Photo-based referring expression data

BEGIN

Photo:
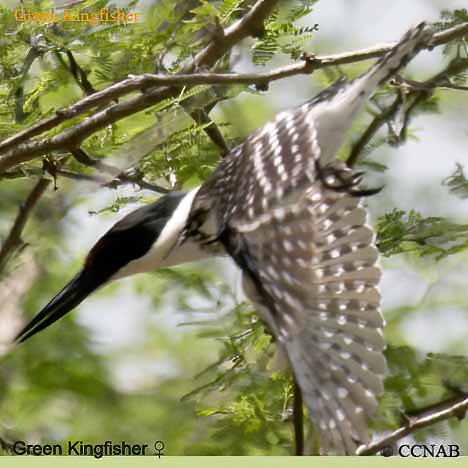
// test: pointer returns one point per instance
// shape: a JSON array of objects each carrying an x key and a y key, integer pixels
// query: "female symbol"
[{"x": 159, "y": 447}]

END

• [What you have to do] From the first line to the last, repeat the records exactly, leaving out the pictures.

• [Solved exercise]
Photo:
// test: pointer returns one point per instance
// shape: a JSON array of objects each carrying an x key and a y key, integer pixels
// query: "female symbol"
[{"x": 159, "y": 447}]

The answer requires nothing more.